◆ Your objective:
Copy each line below exactly as it appears. Pictures are to be omitted.

◆ The input:
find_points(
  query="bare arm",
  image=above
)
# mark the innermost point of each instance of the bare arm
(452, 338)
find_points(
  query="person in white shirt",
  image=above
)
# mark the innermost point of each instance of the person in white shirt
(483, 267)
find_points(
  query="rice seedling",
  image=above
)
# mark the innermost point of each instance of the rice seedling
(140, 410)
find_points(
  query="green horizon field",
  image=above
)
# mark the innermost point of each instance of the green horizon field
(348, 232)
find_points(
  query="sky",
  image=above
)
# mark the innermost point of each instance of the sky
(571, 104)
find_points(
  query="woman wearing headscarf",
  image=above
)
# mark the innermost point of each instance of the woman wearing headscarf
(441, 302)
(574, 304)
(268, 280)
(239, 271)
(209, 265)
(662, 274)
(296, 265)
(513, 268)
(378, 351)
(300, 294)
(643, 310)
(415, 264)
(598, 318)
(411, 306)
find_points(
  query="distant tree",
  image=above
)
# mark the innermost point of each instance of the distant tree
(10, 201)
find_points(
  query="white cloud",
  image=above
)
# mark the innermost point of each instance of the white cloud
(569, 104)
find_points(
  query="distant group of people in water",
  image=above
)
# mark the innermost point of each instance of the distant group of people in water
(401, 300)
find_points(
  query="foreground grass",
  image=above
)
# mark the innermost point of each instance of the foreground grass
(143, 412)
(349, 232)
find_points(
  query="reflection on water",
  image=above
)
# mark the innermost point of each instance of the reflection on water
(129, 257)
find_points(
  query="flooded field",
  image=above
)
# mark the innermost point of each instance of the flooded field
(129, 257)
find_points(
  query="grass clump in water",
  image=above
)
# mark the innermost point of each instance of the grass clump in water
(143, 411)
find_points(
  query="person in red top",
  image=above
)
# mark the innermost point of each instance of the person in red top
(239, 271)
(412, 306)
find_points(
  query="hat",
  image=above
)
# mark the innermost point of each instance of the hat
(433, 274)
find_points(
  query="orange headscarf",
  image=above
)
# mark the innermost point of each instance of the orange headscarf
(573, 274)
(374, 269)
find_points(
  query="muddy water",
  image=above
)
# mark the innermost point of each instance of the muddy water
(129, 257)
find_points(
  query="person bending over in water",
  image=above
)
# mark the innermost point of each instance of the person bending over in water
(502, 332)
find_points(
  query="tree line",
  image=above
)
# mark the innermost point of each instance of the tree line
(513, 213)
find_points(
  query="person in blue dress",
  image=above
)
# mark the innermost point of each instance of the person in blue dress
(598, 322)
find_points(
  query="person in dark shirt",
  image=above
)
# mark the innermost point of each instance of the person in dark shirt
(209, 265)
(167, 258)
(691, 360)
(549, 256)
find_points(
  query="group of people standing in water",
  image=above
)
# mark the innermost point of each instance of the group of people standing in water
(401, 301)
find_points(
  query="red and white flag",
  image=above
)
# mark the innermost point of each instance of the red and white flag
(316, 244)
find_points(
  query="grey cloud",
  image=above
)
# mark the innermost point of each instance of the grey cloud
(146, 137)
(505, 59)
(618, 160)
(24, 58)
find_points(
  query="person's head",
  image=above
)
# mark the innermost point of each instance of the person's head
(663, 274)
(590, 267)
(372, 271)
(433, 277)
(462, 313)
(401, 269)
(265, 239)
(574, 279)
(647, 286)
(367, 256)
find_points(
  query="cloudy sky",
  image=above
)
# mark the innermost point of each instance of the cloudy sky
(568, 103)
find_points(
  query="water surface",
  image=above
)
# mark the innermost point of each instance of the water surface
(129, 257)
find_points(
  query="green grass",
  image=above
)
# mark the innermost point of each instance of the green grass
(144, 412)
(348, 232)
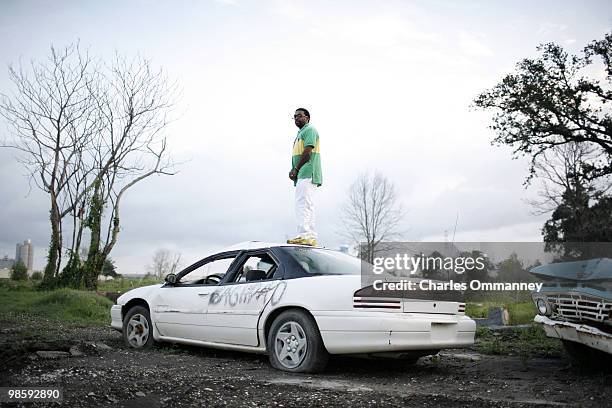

◆ Solved exercise:
find_points(
  query="bare arm",
  image=above
)
# mark the innermost point of each instance of the bare arm
(452, 338)
find_points(
  query="person in white shirt",
  image=above
)
# mark the innermost point of each instance of the person in white shirt
(483, 267)
find_points(
  query="rice seedling",
  image=above
)
# mark the innermost point of each instance of the rice seedling
(140, 410)
find_points(
  query="green horizon field",
  image=above
)
# mark the innermost point of each instance of the green horizon field
(348, 232)
find_points(
  query="sky",
  image=above
)
# mark the innermost point of each instance of the sky
(571, 104)
find_points(
  query="woman wearing headscarf",
  image=above
)
# mark the innermost point of each instance of the woman wearing headscarf
(441, 302)
(574, 304)
(268, 280)
(239, 271)
(209, 265)
(662, 274)
(296, 265)
(513, 268)
(378, 351)
(300, 294)
(643, 310)
(415, 264)
(598, 318)
(411, 306)
find_points(
  query="distant tree",
  image=above
)
# mark the innermost point of each instance of the distant tree
(10, 201)
find_points(
  query="white cloud",
  image=above
)
# mark the innermost point of each instance of the white cloud
(569, 104)
find_points(
  query="distant group of people in water",
  image=above
)
# mark the innermost point of each instance of the distant group of people in water
(401, 300)
find_points(
  query="foreground grass",
  image=above
)
# mark the innermost point of each instance of the foreground grass
(143, 412)
(349, 232)
find_points(
  query="reflection on water",
  image=above
)
# mark the innermost point of each instance of the reflection on water
(129, 257)
find_points(
  query="flooded field",
  image=above
)
# mark the innermost point of each instance of the flooded field
(129, 257)
find_points(
  query="grass clump in water",
  image=above
)
# mark the innermost point of each instance of the grass clump in water
(143, 411)
find_points(
  query="person in red top",
  image=above
)
# mark the innermost point of each instance of the person in red top
(239, 271)
(412, 306)
find_points(
  query="hat",
  image=above
)
# mark the innermost point of each instance of the hat
(433, 274)
find_points(
  query="orange headscarf",
  image=above
)
# mark the innermost point of each instance of the orange headscarf
(573, 274)
(374, 269)
find_points(
  query="muddy water",
  image=above
)
# mark the innermost point of each instance of the muddy water
(129, 257)
find_points(
  query="person bending over in water",
  image=above
)
# mark the innermost point of each instance of the person bending over in water
(502, 332)
find_points(
  query="tree line",
  image=above
)
# mark the innermost point of each instance of the tree line
(513, 213)
find_points(
  query="person in blue dress",
  image=above
)
# mark the innermost point of each instance of the person in blue dress
(598, 322)
find_points(
  query="person in dark shirt",
  image=above
)
# mark the innermost point of each instance of the person in dark shirt
(209, 265)
(167, 258)
(691, 360)
(549, 256)
find_points(
  query="group of people standing in water",
  image=above
)
# mark the innermost point of each instance of the group of people standing in water
(401, 301)
find_points(
  query="red and white flag",
  image=above
)
# mark the innermost point of each instance of the red and white flag
(316, 244)
find_points(
  query="grey cloud",
  image=above
)
# mark the innermost point of each instance of the grey cloud
(146, 137)
(505, 59)
(618, 160)
(24, 58)
find_points(
  query="person's head",
  image=above
)
# mark the innermost point of each instance of the person's head
(663, 274)
(590, 267)
(372, 271)
(433, 277)
(462, 313)
(401, 269)
(265, 239)
(574, 279)
(647, 286)
(367, 256)
find_points(
  query="cloudy sky",
  image=above
)
# mark the innermost point of each instance of the cloudy sky
(568, 103)
find_points(
  query="water surface",
  image=above
)
# mark the innermost point of each instance of the water surface
(129, 257)
find_points(
  query="green grass",
  image=above
)
# mark the innermost point of each instance of the green grass
(144, 412)
(348, 232)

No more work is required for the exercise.